→ **Extrait fourni**:
- - - -
Les isolignes (ou lignes tracées entre les mesures d’égales valeurs d’un phénomène particulier [altitude, température, niveau de couverture nuageuse, etc.]) ne sont pas une innovation récente. Pourtant, et bien qu’elles aient été développées par Halley plus d’un siècle plus tôt pour montrer les configurations de la déclinaison magnétique, Humboldt souligne que leur potentiel réel n’a pas été mis en œuvre.

Humboldt tire les isolignes d’une obscurité relative précisément à cause de leur capacité à montrer des configurations non visibles à l’œil ou des configurations si complexes qu’elles sont obscures pour les sens. Les isolignes constituent une méthode par laquelle des données numériques disparates peuvent être rapprochées et rendues accessibles à l’interprétation théorique43.

Avec un tel mode de représentation graphique rigoureux mais simplificateur, de grands volumes de données peuvent être traitées, rendant possible de considérer même « l’influence des causes locales de perturbations »72. De fait, l’utilisation d’isolignes, en révélant de nouvelles configurations et en facilitant la comparabilité des données, conduira les chercheurs à réfléchir en retour sur les données qu’ils sont en train de collecter, et d’en réexaminer la rigueur et la valeur. Une fois que ce souci aura été mis en œuvre dans la collecte et l’interprétation des données, Humboldt prévoit qu’il pourra même être possible de théoriser de manière adéquate l’action de la radiation solaire sur la terre et de calculer la distribution de la chaleur reçue du soleil tout autour du globe.
- - - -
Enregistrements extraits
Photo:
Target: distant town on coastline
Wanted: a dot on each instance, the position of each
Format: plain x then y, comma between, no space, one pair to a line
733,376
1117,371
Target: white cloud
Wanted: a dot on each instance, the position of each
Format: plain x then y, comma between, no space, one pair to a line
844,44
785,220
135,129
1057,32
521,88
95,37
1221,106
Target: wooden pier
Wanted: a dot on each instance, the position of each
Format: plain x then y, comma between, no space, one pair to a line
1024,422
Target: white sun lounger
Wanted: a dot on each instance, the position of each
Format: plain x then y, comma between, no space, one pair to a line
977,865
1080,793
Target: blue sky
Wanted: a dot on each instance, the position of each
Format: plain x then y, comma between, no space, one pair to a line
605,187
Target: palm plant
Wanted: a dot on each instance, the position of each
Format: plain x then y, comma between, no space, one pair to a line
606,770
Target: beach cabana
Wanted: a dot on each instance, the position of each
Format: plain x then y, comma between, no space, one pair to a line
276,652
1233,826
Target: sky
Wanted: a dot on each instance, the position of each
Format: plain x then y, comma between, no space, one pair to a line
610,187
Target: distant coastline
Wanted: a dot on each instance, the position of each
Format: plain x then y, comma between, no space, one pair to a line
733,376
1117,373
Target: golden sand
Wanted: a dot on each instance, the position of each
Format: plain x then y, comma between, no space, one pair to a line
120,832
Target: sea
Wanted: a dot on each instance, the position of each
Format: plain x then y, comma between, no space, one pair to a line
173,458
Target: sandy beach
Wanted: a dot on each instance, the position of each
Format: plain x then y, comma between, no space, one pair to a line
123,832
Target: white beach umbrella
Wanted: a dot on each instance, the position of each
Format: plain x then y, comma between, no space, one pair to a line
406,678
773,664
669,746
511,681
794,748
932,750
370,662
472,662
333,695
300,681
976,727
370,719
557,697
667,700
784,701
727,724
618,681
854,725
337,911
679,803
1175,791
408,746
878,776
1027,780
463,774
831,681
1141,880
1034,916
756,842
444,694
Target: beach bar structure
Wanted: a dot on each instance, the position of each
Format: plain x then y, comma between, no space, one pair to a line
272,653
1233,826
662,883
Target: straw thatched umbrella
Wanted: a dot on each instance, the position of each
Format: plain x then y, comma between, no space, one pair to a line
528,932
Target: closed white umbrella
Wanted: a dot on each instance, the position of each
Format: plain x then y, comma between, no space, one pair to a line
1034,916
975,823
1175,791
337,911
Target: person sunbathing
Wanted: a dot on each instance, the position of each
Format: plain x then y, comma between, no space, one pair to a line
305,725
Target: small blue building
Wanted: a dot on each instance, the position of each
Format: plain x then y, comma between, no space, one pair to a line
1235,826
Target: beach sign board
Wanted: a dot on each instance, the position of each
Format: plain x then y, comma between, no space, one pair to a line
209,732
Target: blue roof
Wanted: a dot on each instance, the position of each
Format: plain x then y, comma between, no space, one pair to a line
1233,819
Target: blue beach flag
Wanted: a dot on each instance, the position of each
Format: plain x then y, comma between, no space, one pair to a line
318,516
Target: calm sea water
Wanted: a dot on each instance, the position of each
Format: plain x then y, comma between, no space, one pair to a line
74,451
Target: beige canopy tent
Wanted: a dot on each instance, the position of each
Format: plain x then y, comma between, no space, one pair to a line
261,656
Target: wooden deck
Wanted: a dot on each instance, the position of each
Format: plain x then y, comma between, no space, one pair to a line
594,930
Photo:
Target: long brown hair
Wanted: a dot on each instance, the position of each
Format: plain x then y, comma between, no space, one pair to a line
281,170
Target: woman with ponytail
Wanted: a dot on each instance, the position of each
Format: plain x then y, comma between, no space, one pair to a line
- - - -
→ **Consignes écrites**:
1. Répondez à ces questions sur l'extrait consacré aux isolignes :
(a) Qui avait développé les isolignes plus d'un siècle plus tôt, et pour montrer quoi ?
(b) Que permettent les isolignes de faire avec des données numériques disparates ?
(c) Quelle distribution Humboldt prévoit-il qu'on pourra calculer ?
2. Relevez dans l'extrait sur les isolignes tout ce qui va de « Humboldt tire les » jusqu'à « à l’interprétation théorique43. ».
Appuyez-vous uniquement sur l'extrait pour répondre.

→ **Réponses dans l'ordre**:
1.
(a) Halley, pour montrer les configurations de la déclinaison magnétique.
(b) Elles permettent de les rapprocher et de les rendre accessibles à l'interprétation théorique.
(c) La distribution de la chaleur reçue du soleil tout autour du globe.

2.
Humboldt tire les isolignes d’une obscurité relative précisément à cause de leur capacité à montrer des configurations non visibles à l’œil ou des configurations si complexes qu’elles sont obscures pour les sens. Les isolignes constituent une méthode par laquelle des données numériques disparates peuvent être rapprochées et rendues accessibles à l’interprétation théorique43.